[Data listing]
------------------------------
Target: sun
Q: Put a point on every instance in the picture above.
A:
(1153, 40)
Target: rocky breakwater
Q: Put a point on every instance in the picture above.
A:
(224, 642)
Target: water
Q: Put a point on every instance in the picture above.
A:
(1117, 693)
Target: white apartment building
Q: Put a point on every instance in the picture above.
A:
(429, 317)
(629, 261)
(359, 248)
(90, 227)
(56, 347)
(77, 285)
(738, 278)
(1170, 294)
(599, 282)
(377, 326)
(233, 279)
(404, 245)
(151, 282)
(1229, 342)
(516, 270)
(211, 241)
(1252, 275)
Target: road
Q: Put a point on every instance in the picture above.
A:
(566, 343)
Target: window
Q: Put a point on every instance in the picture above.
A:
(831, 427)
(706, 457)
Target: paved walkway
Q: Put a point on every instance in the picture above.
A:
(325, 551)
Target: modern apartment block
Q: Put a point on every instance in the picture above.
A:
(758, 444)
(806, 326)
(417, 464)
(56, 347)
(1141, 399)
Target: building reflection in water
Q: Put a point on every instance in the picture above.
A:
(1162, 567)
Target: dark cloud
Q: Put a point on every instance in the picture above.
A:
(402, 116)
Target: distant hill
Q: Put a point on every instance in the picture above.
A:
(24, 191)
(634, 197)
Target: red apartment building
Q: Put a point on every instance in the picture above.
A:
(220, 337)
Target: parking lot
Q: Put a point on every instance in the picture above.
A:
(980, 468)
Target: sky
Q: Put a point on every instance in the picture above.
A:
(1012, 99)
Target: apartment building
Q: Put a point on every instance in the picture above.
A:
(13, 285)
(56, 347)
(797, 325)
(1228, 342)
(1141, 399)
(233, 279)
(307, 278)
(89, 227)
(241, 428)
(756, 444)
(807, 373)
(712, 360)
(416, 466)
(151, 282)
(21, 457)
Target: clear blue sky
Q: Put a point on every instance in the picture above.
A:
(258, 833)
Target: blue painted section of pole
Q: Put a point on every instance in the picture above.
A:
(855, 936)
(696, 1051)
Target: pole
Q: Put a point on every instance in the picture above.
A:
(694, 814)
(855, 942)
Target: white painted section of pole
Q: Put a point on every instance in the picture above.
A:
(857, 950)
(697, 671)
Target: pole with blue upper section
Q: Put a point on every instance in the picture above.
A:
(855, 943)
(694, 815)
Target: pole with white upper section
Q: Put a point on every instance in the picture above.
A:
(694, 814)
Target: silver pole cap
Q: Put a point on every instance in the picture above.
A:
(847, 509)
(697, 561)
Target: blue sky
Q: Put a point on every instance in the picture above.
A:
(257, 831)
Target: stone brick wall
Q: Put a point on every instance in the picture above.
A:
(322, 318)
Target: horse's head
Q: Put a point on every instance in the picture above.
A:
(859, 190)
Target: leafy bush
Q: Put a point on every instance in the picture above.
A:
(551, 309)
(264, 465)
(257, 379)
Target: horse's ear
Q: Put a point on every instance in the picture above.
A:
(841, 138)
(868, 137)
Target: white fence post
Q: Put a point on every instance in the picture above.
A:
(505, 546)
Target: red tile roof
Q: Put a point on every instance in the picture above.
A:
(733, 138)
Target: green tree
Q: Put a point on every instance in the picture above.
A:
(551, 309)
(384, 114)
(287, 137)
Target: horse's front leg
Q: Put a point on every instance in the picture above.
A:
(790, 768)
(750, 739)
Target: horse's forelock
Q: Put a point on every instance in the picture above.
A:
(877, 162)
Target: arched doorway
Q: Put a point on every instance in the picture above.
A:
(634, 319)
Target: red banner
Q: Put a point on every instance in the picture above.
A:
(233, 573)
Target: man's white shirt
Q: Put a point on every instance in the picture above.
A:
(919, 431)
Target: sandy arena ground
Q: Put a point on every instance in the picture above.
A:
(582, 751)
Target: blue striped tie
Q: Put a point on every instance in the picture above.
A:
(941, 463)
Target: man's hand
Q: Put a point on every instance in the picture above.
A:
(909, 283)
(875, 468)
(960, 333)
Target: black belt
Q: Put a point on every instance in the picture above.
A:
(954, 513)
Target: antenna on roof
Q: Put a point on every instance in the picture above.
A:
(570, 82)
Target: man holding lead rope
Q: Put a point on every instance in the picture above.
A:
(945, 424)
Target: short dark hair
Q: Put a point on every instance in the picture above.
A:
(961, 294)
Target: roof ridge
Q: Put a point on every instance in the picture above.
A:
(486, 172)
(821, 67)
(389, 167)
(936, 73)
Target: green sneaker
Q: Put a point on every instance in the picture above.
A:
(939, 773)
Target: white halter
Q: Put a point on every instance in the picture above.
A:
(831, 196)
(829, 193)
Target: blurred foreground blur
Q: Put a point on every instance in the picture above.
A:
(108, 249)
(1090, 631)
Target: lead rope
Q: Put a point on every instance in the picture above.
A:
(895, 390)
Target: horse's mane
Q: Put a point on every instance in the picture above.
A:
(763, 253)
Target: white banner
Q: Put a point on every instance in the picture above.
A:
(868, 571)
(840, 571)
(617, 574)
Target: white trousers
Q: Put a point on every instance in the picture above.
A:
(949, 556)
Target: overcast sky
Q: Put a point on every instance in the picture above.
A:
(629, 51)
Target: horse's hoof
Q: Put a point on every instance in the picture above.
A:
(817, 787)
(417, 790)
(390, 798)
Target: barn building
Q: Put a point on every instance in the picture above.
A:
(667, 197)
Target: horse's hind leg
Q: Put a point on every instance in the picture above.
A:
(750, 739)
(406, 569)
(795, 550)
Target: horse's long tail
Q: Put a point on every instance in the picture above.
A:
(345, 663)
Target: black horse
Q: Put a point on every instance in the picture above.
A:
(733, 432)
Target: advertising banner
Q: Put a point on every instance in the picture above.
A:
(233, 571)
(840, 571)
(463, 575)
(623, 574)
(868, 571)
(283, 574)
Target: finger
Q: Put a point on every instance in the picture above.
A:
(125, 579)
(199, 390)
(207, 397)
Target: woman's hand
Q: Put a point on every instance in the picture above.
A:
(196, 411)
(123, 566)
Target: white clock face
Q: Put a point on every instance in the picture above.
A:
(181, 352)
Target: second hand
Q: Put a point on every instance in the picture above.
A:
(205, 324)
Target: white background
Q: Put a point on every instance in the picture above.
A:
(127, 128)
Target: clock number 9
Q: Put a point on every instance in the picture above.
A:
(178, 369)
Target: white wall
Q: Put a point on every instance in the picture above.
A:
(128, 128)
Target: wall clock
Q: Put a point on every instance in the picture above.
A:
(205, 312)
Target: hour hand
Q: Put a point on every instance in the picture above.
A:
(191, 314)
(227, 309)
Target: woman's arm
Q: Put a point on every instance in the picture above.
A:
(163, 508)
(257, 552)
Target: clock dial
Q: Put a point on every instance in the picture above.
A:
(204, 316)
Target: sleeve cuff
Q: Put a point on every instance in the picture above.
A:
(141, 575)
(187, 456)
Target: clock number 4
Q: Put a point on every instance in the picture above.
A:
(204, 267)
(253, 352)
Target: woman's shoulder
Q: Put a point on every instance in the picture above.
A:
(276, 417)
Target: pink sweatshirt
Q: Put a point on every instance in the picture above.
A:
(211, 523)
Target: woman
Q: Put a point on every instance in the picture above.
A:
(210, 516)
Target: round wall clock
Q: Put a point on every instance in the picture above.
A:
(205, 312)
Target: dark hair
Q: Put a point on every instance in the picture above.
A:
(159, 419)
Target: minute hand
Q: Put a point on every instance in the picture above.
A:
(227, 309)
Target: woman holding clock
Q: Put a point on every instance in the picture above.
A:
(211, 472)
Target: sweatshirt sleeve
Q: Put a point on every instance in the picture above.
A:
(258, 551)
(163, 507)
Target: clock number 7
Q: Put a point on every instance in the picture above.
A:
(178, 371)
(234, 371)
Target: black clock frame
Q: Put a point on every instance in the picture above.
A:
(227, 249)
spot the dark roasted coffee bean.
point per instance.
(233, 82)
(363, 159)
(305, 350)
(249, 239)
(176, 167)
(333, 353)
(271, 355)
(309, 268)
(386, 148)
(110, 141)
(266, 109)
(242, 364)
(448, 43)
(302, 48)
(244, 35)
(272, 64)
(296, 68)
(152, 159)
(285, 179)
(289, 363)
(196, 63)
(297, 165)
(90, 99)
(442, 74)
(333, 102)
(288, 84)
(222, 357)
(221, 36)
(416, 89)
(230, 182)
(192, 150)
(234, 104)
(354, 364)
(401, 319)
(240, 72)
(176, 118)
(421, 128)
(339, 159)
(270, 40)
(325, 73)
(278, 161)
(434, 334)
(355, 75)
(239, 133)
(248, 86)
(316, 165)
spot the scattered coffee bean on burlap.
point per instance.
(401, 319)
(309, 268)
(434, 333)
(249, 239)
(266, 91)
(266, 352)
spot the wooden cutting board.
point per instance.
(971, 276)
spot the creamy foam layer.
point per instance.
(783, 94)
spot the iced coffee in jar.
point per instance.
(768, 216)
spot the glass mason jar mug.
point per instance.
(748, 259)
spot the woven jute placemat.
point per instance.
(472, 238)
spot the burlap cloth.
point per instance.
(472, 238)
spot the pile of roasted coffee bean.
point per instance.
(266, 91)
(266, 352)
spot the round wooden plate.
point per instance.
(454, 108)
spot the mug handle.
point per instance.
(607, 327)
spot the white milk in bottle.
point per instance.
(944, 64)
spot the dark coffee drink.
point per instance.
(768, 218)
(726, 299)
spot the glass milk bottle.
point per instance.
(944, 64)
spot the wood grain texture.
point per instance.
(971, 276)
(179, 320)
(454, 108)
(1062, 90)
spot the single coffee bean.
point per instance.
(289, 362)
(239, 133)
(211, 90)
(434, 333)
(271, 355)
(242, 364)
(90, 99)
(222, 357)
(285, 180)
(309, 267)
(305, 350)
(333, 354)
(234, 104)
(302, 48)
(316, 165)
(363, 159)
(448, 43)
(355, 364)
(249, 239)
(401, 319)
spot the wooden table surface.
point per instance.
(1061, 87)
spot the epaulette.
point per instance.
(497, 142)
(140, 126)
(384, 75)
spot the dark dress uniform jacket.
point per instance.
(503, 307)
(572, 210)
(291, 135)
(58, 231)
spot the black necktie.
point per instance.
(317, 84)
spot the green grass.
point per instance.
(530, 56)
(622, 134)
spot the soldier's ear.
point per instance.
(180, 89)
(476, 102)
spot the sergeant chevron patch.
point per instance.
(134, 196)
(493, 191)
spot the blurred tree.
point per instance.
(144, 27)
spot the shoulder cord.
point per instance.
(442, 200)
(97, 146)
------------------------------
■ TASK INSTRUCTIONS
Could you turn the items, from the first line through the line containing "(1117, 693)", into a Markdown table with the columns No. and Text, giving each line its own numbered row and leaving out blank lines?

■ TASK SOLUTION
| No. | Text |
|---|---|
| 1 | Target: sun |
| 2 | Q: Put a point on every instance in the picture above. |
| 3 | A: |
| 4 | (1153, 40) |
| 5 | Target: rocky breakwater |
| 6 | Q: Put a point on every instance in the picture above. |
| 7 | A: |
| 8 | (224, 642) |
| 9 | Target: water |
| 10 | Q: Put a point on every instance in the picture above. |
| 11 | A: |
| 12 | (1117, 693) |